:: Passage
I’m dealing with, to sum it up, emotional regulation issues.
And what does that entail?
That involves kind of difficulty I guess with keeping my emotions from sort of taking over and clouding my judgment and affecting decisions I make and making things more difficult I think than they need to be some of the time.
How long have you been dealing with it?
I don’t have to say probably the last ten years, but probably a little bit longer than that to a different degree I think.
What have been your coping strategies for it?
My coping strategies are ones that I just found out about after going to counseling actually. Previous to that I would say I had very poor coping strategies, or possibly none. Limited abilities in that direction, but I think after I went to see my counselor I find out there’s very specific things you could do like slow down your thinking. I have a chart that I went by that I found useful at first to sort of retrain the way I dealt with things that were hard for me and so I would write down and stop myself from kind of going to with the reaction and try to think through it. I could still react the way I wanted to but at some point the thinking has to kick in and that sort of helps you work through it faster and I guess in a better way.
::::
:: Dataset entries
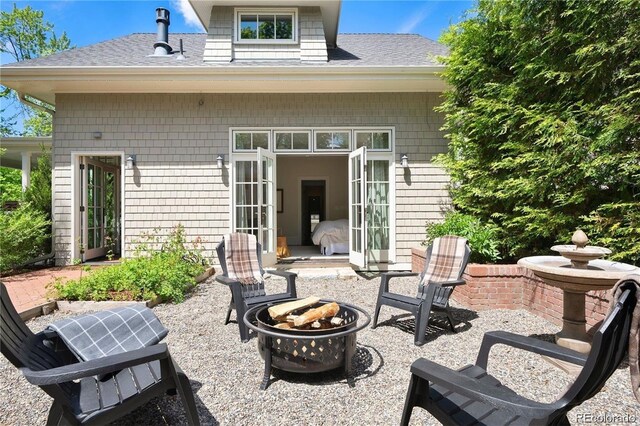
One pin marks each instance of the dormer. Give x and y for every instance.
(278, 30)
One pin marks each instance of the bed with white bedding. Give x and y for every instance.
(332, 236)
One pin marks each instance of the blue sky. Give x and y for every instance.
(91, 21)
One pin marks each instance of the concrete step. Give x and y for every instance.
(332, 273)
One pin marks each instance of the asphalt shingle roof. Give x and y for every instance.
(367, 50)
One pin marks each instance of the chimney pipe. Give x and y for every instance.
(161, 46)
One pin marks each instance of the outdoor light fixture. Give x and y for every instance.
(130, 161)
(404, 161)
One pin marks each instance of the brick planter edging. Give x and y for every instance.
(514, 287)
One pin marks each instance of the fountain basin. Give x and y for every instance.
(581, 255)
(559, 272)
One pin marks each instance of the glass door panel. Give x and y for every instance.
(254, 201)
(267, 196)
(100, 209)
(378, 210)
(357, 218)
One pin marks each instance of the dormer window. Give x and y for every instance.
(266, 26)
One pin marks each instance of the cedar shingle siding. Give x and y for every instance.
::::
**Explore the material**:
1. List each effect that the interview says the speaker's emotions have when they take over.
2. In the interview, how long does the speaker say the emotional regulation issues have been going on?
3. Decide whether each statement agrees with the interview:
(a) Before counseling, the speaker had good coping strategies.
(b) The speaker used a chart to retrain how to deal with hard things.
(c) One of the specific things the speaker learned about in counseling was slowing down their thinking.
Rely only on the interview when responding.

**Solutions to the problems**:
1.
- Clouding judgment
- Affecting decisions the speaker makes
- Making things more difficult than they need to be some of the time

2. Probably the last ten years, though probably a little longer than that to a different degree.

3.
(a) No: "Previous to that I would say I had very poor coping strategies, or possibly none."
(b) Yes: "I have a chart that I went by that I found useful at first to sort of retrain the way I dealt with things that were hard for me"
(c) Yes: "there’s very specific things you could do like slow down your thinking"